** START **

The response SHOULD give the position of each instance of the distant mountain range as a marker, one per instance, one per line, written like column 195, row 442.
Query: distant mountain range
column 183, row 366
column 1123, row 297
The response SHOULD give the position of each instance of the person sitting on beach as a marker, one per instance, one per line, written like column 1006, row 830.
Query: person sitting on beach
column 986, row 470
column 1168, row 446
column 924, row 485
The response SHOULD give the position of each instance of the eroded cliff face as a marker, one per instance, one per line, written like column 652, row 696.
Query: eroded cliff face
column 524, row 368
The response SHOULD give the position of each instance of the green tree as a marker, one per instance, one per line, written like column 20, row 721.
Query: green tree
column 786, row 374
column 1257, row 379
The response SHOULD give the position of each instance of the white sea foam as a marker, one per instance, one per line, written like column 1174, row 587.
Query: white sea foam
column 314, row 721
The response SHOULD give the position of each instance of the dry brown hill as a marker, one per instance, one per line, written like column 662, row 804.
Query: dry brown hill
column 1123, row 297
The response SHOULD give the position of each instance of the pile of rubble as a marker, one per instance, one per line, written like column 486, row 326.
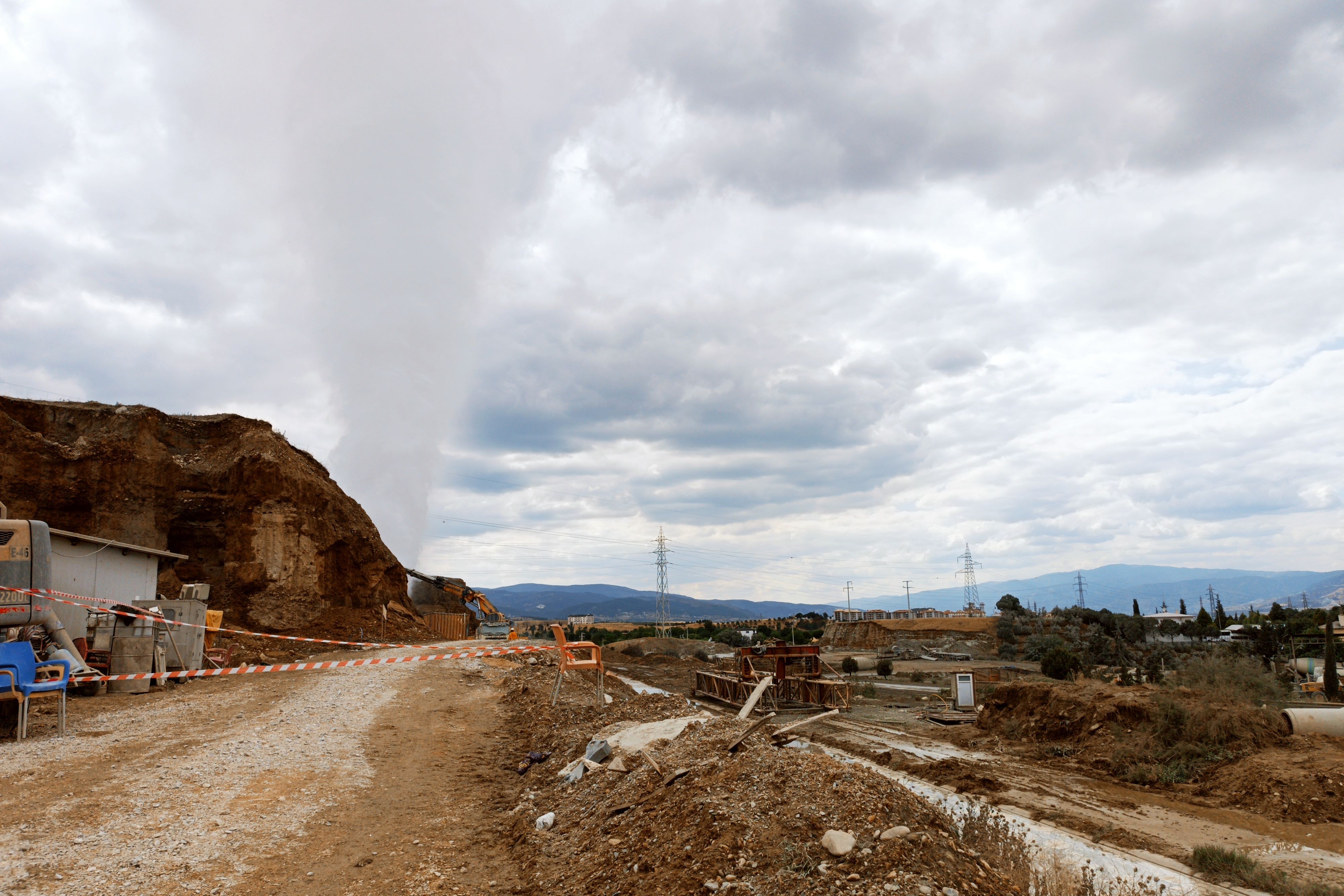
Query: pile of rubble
column 647, row 797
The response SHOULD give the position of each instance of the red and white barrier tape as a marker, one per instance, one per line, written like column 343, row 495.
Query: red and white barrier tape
column 300, row 667
column 80, row 602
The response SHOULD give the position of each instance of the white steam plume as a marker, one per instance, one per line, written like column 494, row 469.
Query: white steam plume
column 407, row 135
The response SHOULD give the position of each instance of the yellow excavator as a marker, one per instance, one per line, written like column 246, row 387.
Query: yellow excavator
column 493, row 625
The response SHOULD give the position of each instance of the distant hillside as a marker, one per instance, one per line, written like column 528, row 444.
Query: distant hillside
column 1112, row 588
column 615, row 604
column 1118, row 586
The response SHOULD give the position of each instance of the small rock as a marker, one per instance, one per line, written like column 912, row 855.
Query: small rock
column 838, row 843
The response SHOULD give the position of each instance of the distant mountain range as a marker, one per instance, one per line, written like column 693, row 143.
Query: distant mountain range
column 1118, row 586
column 616, row 604
column 1112, row 588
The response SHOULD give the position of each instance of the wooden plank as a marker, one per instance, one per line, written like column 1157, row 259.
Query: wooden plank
column 806, row 722
column 756, row 696
column 755, row 726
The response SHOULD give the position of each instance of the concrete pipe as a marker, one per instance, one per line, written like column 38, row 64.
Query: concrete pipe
column 1312, row 667
column 1327, row 721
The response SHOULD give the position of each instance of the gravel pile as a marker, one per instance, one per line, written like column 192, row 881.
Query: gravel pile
column 712, row 821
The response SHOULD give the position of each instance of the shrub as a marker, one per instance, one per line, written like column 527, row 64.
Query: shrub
column 1222, row 864
column 1060, row 664
column 1238, row 679
column 1040, row 645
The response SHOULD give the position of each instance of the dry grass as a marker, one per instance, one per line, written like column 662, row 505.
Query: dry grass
column 1230, row 866
column 1003, row 844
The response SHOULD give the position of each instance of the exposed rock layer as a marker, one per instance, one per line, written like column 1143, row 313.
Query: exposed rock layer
column 260, row 520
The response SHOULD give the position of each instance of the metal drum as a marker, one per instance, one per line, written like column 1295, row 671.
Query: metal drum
column 132, row 653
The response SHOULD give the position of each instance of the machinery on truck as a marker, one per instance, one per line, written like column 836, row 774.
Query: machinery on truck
column 493, row 625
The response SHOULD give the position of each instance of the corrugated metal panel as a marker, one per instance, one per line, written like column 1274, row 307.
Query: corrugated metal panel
column 451, row 627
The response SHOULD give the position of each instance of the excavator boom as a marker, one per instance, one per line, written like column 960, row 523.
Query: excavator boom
column 493, row 623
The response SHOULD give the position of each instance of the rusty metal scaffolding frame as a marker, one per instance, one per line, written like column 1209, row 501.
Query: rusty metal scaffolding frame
column 732, row 690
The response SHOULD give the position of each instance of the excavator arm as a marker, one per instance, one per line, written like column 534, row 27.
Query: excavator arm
column 486, row 613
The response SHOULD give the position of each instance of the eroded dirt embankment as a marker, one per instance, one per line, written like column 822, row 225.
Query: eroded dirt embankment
column 261, row 520
column 1214, row 749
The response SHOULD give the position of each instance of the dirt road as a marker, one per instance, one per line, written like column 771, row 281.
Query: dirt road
column 334, row 782
column 1147, row 823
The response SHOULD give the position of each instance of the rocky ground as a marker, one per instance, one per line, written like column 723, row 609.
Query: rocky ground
column 404, row 780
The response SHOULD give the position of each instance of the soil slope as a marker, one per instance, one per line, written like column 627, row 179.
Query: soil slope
column 260, row 520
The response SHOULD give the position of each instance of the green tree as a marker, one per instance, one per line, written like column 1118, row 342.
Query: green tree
column 1061, row 664
column 1134, row 631
column 1333, row 676
column 1206, row 624
column 1267, row 645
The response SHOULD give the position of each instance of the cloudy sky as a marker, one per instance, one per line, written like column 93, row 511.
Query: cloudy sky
column 825, row 289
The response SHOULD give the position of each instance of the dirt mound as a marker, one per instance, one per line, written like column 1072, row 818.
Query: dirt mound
column 260, row 520
column 1057, row 711
column 1146, row 735
column 1302, row 781
column 971, row 635
column 751, row 820
column 963, row 776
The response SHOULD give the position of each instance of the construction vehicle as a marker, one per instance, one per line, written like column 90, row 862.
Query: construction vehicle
column 491, row 624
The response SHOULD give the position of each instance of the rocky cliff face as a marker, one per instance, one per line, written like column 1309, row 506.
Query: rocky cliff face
column 260, row 520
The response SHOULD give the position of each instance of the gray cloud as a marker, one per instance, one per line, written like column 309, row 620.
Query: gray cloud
column 831, row 289
column 794, row 101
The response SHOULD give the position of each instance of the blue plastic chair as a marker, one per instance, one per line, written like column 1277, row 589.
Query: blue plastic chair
column 21, row 666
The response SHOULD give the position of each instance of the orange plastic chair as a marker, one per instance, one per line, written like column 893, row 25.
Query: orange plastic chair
column 571, row 662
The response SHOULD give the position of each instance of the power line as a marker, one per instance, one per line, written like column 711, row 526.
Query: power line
column 971, row 589
column 663, row 614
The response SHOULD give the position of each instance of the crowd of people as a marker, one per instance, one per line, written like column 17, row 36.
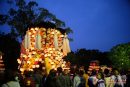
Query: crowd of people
column 76, row 77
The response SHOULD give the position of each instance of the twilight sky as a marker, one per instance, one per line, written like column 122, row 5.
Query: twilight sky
column 97, row 24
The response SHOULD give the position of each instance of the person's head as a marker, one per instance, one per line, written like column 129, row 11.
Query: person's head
column 52, row 73
column 100, row 75
column 81, row 72
column 116, row 72
column 93, row 72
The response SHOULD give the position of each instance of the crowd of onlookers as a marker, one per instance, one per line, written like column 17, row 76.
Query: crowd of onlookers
column 76, row 77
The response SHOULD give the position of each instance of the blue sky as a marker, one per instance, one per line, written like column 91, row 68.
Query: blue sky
column 97, row 24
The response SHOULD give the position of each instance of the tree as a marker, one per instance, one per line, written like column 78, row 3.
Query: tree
column 10, row 48
column 120, row 56
column 84, row 57
column 23, row 14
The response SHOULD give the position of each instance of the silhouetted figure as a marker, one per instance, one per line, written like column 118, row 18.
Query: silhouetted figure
column 11, row 79
column 60, row 78
column 28, row 80
column 128, row 79
column 92, row 81
column 51, row 79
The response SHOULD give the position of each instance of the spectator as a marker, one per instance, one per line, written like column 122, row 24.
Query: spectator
column 11, row 79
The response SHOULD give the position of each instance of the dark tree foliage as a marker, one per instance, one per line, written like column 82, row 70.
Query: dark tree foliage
column 10, row 48
column 24, row 13
column 120, row 56
column 84, row 57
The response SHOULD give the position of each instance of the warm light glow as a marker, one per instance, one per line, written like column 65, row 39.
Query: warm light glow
column 48, row 51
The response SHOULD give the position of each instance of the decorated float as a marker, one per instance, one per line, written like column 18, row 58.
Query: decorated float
column 2, row 68
column 43, row 46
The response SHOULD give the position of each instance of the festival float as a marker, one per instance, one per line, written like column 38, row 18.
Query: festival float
column 94, row 65
column 44, row 46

** END **

Work to do → Starting at the line with "122, row 24.", copy every line up to and including the last one in the entries above.

Expected answer →
The response SHOULD give the position of each instance of the spectator as a marker, one per instance, one per line, written like column 122, row 24.
Query: spectator
column 11, row 79
The response SHOULD give the position of each instance of the dark tree foliage as a marker, one per instance, one per line, written like column 82, row 70.
Query: dark tree foliage
column 10, row 48
column 24, row 13
column 120, row 56
column 84, row 57
The response SHOULD give the position of each instance of the warm light glow as a marker, one per instance, one per line, written like column 65, row 39.
Query: warm light glow
column 48, row 51
The response SHOULD give the position of each instance of the decorated float as a marker, one per instance, one per line, written like column 18, row 58.
Query: decorated float
column 2, row 68
column 43, row 46
The response SHOULD give the position of each instance of the festival float as a marker, one per instance, one per line, written like column 38, row 18.
Query: festival float
column 94, row 65
column 44, row 46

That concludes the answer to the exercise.